_EXTRAIT DU TEXTE_
Trois questions à Jamil Ouazzani : « Il faut dresser un état des lieux de l’économie bleue au Maroc »
Comment l’économie bleue peut-elle être un vecteur de développement économique, pour le tourisme par exemple ?
Il y a beaucoup de paramètres qui ont changé dans le marché du tourisme. Les clients cibles aujourd’hui sont de plus en plus sensibles au tourisme durable. Il y a donc d’importants investissements qu’il faudrait faire pour répondre à cette nouvelle demande. Par exemple, le port de Tanger Ville a commencé à proposer ces dernières années des circuits de tourisme durable, qui sont très demandés par les croisiéristes, surtout de luxe. On arrive donc à augmenter le chiffre d’affaires et à accroître les marges de gain, avec peu de choses. C’est donc des circuits simples et faciles à reproduire. 

  Comment peut-on davantage tirer profit des ressources halieutiques d’une manière soutenable ?

 
La Méditerranée est une mer très polluée, ce qui menace gravement les ressources maritimes et aussi les sources de revenus du territoire national. Pour réduire le stress qui pèse sur la mer, il faut agir surtout sur le comportement de l’Homme. Par exemple, dans le cadre des campagnes de sensibilisation qu’on organise, on avait fait des labyrinthes sous-marins pour les enfants, et on demandait aux plongeurs de récupérer les déchets qui se trouvaient dans la mer. On trouvait des pneus, des bicyclettes, du plastique, etc. Pour prendre le cas des déchets plastiques, si en 2050, on continue encore à les utiliser de la même manière, dans les océans, on aurait plus de plastique que de poisson. Ce comportement tue ainsi tout l’écosystème marin. Il faut donc faire montre de vigilance pour pouvoir tirer profit des ressources maritimes de manière responsable. Au niveau du port, il y a des initiatives qui sont prises, notamment la mise en place des unités de valorisation des déchets, on prête attention au nombre de croisières accueillies par le port pour garantir des conditions de vie favorables à la faune marine et on va devenir pavillon bleu, ce qui impose plusieurs règles environnementales à respecter.

_CONSIGNES_
#1 Citez le passage de l'entretien sur l'économie bleue qui commence par « Il y a beaucoup » et va jusqu'à « manière soutenable ? ».
#2 D'après l'entretien sur l'économie bleue, que propose le port de Tanger Ville ces dernières années ?

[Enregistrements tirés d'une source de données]
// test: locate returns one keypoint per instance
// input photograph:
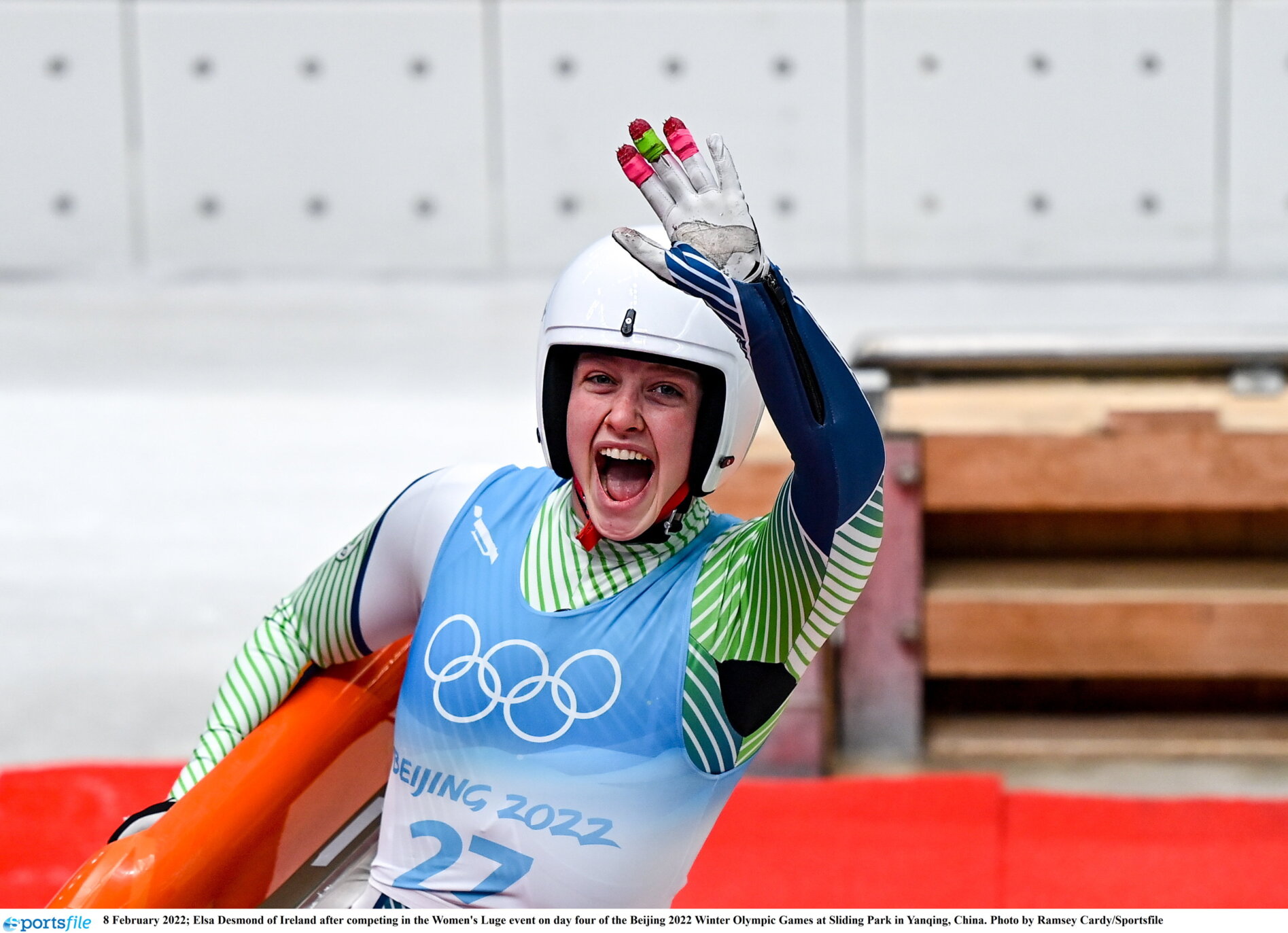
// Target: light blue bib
(540, 757)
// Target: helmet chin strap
(589, 535)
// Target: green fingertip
(650, 145)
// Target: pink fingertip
(680, 139)
(636, 166)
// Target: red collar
(589, 535)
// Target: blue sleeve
(808, 387)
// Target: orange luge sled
(281, 802)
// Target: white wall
(360, 137)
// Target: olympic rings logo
(490, 681)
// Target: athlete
(595, 654)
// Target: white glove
(706, 211)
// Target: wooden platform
(1017, 618)
(1119, 737)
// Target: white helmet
(607, 300)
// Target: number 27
(510, 865)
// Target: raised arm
(773, 590)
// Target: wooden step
(1087, 618)
(1108, 737)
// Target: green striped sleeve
(768, 593)
(313, 624)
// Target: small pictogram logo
(482, 537)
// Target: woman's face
(630, 436)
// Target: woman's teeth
(617, 453)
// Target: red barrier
(919, 842)
(52, 819)
(1081, 851)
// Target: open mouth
(623, 474)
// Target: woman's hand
(705, 210)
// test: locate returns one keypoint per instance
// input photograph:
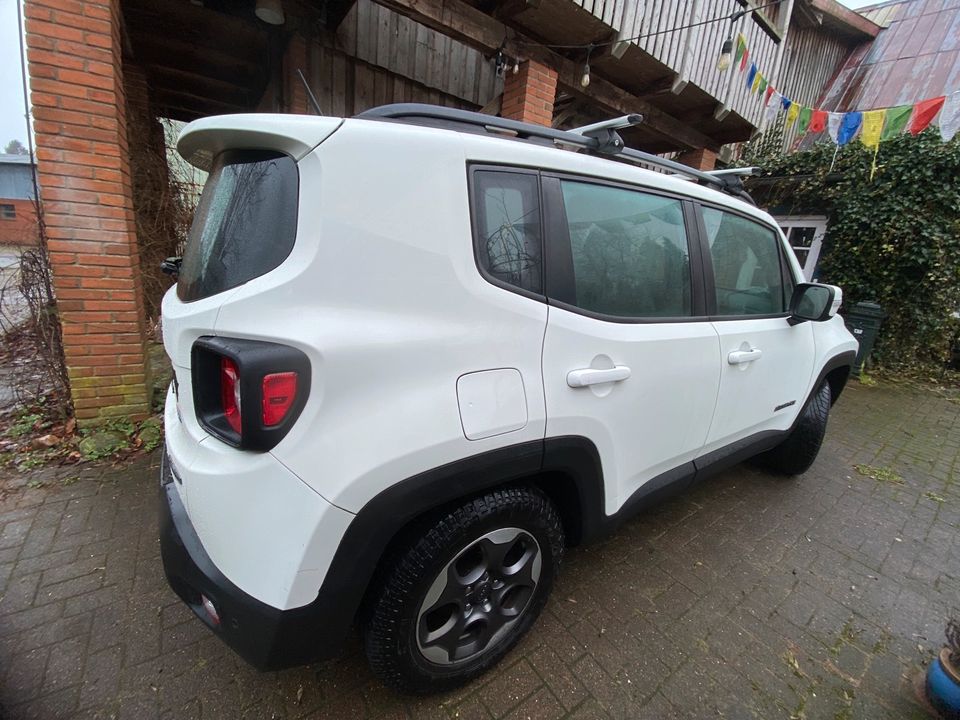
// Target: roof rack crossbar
(599, 138)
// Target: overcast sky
(12, 122)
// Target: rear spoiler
(294, 135)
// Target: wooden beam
(763, 20)
(336, 11)
(470, 26)
(508, 9)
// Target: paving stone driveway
(751, 596)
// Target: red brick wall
(528, 96)
(22, 230)
(74, 56)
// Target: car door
(629, 356)
(766, 363)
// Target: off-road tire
(796, 454)
(390, 622)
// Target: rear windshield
(245, 223)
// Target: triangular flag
(950, 117)
(895, 120)
(792, 112)
(849, 127)
(773, 107)
(833, 125)
(923, 112)
(818, 121)
(872, 127)
(741, 49)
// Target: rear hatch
(245, 226)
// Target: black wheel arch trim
(566, 468)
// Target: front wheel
(458, 596)
(797, 452)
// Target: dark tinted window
(245, 224)
(747, 267)
(629, 250)
(507, 227)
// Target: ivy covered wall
(893, 238)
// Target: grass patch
(881, 474)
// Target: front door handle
(593, 376)
(739, 357)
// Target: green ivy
(892, 239)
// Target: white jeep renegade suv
(421, 351)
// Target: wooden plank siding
(810, 60)
(811, 56)
(378, 57)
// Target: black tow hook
(171, 266)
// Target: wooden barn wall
(701, 45)
(811, 59)
(378, 57)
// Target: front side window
(507, 227)
(245, 224)
(747, 269)
(629, 251)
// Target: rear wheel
(796, 454)
(458, 596)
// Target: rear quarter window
(245, 224)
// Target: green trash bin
(864, 321)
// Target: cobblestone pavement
(750, 596)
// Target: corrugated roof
(916, 56)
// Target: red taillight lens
(230, 392)
(279, 392)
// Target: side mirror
(814, 302)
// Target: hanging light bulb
(726, 55)
(585, 79)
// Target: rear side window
(507, 231)
(245, 224)
(629, 251)
(747, 265)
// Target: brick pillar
(528, 96)
(74, 57)
(702, 159)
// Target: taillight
(278, 393)
(230, 393)
(248, 393)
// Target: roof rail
(598, 138)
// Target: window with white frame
(805, 235)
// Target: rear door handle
(739, 357)
(592, 376)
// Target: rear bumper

_RÉPONSES_
#1
Il y a beaucoup de paramètres qui ont changé dans le marché du tourisme. Les clients cibles aujourd’hui sont de plus en plus sensibles au tourisme durable. Il y a donc d’importants investissements qu’il faudrait faire pour répondre à cette nouvelle demande. Par exemple, le port de Tanger Ville a commencé à proposer ces dernières années des circuits de tourisme durable, qui sont très demandés par les croisiéristes, surtout de luxe. On arrive donc à augmenter le chiffre d’affaires et à accroître les marges de gain, avec peu de choses. C’est donc des circuits simples et faciles à reproduire. 

  Comment peut-on davantage tirer profit des ressources halieutiques d’une manière soutenable ?

#2 Des circuits de tourisme durable, très demandés par les croisiéristes, surtout de luxe.